- PASSAGE SHOWN:
Human Education for Happiness and Well-Being: Pedagogy & Classroom Management
"The mind is not a vessel to be filled, but a fire to be ignited."
Plutarch, a follower of Socrates.
Effective humane education uses methods which are designed to bring inspiration through the drawing out of each learner’s intrinsic wisdom. A range of materials and methods can be used to suit different subjects and learning styles. These will include both creative and critical thinking approaches. Humane education programmes are designed to inspire each learner to explore, understand and play their unique role in making the world a better place. Each learner will be helped to recognize and develop their own gifts, skills, and talents. They are also encouraged to discover their own personal motivations, interests, and beliefs, in order to inspire a sense of mission which will lead to right action.
Infed, the online education and learning community, confirms this:
“For many concerned with education, it is also a matter of grace and wholeness, wherein we engage fully with the gifts we have been given. As Pestalozzi constantly affirmed, education is rooted in human nature; it is a matter of head, hand and heart (Brühlmeier 2010). We find identity, meaning, and purpose in life ‘through connections to the community, to the natural world, and to spiritual values such as compassion and peace’ (Miller 2000).”
Humane education can be delivered in separate, targeted lessons or interwoven in other subject lessons; or a combination of both approaches (which is ideal). However, to be delivered effectively, the pedagogy needs to be carefully considered and adapted. It has a focus on flourishing and is an exercise in moral philosophy. Learners are asked to consider some profound questions about themselves and the situations they face. Fundamentally the questions examined are about how people should live their lives: ‘what is the right way to act in this situation or that; what does happiness consist of for me and for others; how should I relate to others (and other animals); what sort of society should I be working for?’ The designers of humane education lessons need to have spent some time themselves reflecting upon what might make for flourishing and happiness.
Humane education is about bringing learning to life, and life to learning.
World Animal Net’s humane education resource includes further information about pedagogy. See: http://worldanimal.net/methodology-he
The following are a few key tips on methodology, extracted from this source:
- Do not use instructional (didactic) methods, but facilitate in a supportive atmosphere in which learners feel free to explore their beliefs and express themselves.
- Use moral discussion to support moral development. Stage change occurs most readily in students who disagree about the moral solution to a dilemma.
- In moral discussion, help learners to distinguish between rules, norms and conventions and universal concerns for justice (fairness and welfare).
- Use exploration of morals or values to influence motivation, rather than simply behavior (i.e. explore underlying motivations for change, rather than simply making learners carry out certain actions).
- Use a range of materials and methods in order to suit different subjects and learning styles. Both creative and critical thinking abilities need to be used to gain maximum value.
- Make wide use of creative methods for the teaching of humane education. Begin with mindfulness meditation/quiet time to aid creativity. Where possible, introduce visual arts, painting, drawing, collages, plays, imagination etc.
- Incorporate well-organized group work where possible. Give groups control over their environment and the ways in which they get to the required results (including self-regulation of timing and workflow).
- Encourage positive feedback and constructive criticism.

- SET EXERCISE:
Transcribe the passage on humane education, starting with "- Use exploration" and going on through "timing and workflow).". The rows after this point are separate material and not part of the passage on humane education.

Coordinate annotation rows:
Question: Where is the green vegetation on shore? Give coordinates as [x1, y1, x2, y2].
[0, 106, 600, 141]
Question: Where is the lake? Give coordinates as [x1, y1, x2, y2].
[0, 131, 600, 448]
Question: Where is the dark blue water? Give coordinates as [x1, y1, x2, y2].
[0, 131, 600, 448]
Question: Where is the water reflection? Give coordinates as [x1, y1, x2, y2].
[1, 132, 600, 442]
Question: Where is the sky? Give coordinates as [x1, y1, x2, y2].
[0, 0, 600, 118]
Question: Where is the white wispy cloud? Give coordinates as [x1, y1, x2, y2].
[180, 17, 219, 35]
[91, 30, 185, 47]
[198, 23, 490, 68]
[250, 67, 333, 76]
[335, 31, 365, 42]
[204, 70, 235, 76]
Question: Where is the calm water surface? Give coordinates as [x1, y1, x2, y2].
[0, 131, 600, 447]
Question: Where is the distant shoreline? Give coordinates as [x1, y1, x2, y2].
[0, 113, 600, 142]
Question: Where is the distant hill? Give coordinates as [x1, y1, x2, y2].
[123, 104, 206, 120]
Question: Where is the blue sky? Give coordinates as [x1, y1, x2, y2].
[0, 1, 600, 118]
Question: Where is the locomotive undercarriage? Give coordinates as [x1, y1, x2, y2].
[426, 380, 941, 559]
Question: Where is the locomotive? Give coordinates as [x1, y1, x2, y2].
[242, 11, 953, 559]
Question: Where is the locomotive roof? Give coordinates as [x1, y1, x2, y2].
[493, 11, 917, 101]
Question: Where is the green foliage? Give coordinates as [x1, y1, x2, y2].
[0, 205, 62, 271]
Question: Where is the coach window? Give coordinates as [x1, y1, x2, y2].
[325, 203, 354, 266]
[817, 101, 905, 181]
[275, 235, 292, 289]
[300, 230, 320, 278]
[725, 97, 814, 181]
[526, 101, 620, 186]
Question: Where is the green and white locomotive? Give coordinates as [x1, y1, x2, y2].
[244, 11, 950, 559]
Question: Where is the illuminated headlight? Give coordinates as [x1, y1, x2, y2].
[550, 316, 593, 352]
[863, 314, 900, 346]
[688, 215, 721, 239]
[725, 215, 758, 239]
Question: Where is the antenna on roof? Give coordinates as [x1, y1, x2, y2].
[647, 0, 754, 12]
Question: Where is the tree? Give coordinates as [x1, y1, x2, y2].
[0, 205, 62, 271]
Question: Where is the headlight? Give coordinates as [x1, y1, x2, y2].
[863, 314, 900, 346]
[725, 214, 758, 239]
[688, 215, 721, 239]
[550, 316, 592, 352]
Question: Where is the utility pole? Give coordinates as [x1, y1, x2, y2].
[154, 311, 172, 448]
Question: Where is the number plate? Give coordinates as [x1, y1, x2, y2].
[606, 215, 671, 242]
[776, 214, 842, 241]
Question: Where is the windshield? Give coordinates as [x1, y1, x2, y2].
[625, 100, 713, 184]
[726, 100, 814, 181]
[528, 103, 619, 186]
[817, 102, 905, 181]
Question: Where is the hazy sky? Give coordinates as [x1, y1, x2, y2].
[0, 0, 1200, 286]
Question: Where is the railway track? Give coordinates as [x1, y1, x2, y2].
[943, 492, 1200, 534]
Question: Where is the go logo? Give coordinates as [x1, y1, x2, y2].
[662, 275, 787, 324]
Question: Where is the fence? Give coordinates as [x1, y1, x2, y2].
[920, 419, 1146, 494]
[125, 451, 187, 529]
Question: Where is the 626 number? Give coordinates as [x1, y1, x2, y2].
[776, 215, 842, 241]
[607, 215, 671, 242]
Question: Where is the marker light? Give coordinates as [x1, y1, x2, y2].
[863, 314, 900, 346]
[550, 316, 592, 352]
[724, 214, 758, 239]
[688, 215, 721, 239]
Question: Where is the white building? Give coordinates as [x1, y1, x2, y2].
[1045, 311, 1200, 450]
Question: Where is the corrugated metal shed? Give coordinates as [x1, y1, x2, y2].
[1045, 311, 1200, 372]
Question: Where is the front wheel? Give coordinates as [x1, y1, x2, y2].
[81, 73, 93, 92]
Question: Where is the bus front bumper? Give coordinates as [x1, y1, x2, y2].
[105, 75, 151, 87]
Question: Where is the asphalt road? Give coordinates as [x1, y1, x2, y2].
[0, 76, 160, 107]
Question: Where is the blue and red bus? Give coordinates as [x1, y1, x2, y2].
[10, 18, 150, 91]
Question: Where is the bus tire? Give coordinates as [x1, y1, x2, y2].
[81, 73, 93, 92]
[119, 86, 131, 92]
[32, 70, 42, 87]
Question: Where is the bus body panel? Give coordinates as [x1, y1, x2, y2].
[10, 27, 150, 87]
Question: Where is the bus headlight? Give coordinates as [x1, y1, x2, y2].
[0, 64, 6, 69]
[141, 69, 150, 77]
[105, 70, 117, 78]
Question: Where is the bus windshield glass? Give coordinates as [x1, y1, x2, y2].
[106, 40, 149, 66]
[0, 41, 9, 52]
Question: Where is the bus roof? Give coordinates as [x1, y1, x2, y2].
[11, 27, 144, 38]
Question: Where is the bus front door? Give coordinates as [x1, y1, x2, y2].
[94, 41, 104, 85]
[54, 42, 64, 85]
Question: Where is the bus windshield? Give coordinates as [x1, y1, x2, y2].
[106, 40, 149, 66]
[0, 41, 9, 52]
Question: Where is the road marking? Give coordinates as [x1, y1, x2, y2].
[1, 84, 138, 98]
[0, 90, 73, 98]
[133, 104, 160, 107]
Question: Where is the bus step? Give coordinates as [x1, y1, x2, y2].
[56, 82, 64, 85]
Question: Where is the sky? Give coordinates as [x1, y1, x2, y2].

...

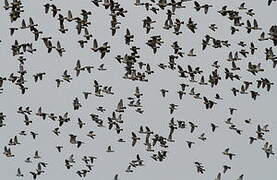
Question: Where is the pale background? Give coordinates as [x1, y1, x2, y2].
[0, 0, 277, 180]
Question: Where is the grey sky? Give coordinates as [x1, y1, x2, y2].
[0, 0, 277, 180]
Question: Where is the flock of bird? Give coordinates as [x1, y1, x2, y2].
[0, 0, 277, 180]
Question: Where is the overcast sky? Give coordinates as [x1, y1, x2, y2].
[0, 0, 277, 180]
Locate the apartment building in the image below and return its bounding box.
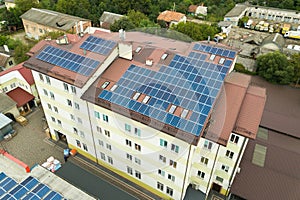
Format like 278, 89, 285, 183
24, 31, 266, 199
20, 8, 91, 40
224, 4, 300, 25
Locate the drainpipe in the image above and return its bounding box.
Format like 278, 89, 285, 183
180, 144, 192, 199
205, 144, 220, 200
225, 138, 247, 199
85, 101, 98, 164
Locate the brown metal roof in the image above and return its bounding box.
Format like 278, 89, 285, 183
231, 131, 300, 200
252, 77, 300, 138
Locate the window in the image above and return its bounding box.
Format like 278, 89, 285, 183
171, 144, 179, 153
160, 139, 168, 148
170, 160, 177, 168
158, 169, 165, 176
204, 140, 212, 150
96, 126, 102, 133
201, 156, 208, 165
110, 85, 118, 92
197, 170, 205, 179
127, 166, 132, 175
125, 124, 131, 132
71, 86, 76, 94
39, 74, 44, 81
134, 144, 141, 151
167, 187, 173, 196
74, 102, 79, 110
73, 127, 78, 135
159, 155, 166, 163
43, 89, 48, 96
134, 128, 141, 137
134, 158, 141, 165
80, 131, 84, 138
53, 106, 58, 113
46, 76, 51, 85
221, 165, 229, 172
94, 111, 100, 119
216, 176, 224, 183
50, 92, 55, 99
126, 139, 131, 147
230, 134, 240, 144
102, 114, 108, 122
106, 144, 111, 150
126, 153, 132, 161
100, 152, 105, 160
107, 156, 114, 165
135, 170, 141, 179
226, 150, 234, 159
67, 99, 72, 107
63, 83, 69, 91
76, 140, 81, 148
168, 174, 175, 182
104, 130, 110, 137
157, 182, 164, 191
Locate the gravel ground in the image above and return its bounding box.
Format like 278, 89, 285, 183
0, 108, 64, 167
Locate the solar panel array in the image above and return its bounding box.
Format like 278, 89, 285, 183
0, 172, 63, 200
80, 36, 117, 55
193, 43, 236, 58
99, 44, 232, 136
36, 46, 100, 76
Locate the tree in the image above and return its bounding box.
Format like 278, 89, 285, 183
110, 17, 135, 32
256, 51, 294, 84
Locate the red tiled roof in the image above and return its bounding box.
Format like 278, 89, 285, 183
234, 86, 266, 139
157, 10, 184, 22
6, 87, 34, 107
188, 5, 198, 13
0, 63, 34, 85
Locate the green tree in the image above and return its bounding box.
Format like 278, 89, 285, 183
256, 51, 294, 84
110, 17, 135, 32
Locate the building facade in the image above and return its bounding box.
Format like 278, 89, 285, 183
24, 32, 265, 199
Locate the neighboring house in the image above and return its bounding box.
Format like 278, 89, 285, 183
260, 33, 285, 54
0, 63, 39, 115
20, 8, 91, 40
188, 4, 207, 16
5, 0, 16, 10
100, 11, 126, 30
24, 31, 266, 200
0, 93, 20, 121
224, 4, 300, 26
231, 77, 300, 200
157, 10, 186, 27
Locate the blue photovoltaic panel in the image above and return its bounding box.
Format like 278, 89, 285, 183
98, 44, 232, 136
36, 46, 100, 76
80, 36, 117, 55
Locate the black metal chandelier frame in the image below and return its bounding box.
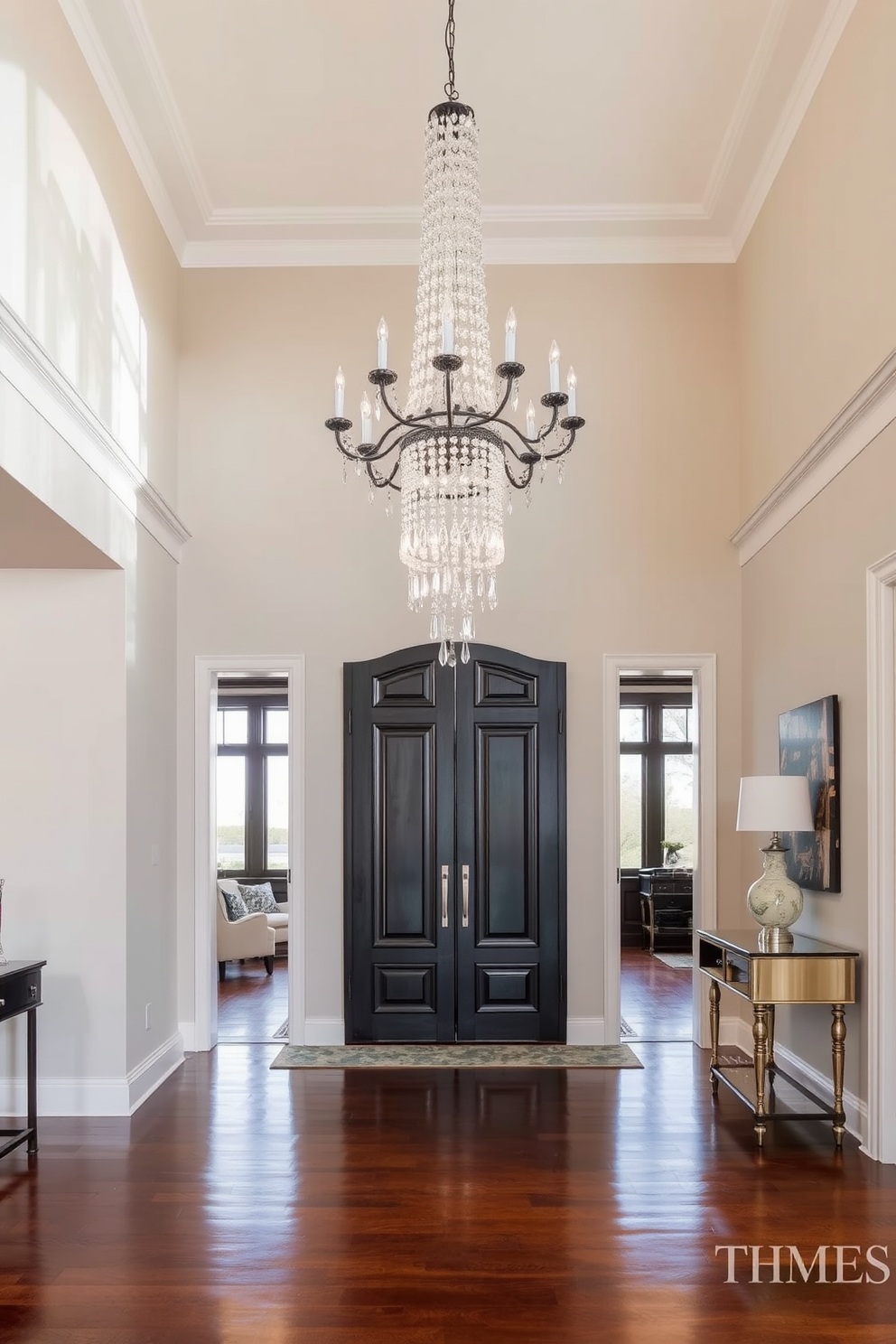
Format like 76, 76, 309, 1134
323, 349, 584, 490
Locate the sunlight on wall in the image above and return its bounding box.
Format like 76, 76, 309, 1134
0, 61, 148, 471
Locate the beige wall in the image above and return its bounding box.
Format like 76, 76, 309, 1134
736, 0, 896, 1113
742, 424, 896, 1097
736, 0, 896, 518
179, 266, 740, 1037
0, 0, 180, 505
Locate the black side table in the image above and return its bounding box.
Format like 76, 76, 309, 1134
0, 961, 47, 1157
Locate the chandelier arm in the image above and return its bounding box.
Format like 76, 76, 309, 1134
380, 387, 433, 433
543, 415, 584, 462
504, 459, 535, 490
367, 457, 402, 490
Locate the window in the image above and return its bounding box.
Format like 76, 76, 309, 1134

- EXERCISE OUTPUT:
- Use exploration of morals or values to influence motivation, rather than simply behavior (i.e. explore underlying motivations for change, rather than simply making learners carry out certain actions).
- Use a range of materials and methods in order to suit different subjects and learning styles. Both creative and critical thinking abilities need to be used to gain maximum value.
- Make wide use of creative methods for the teaching of humane education. Begin with mindfulness meditation/quiet time to aid creativity. Where possible, introduce visual arts, painting, drawing, collages, plays, imagination etc.
- Incorporate well-organized group work where possible. Give groups control over their environment and the ways in which they get to the required results (including self-regulation of timing and workflow).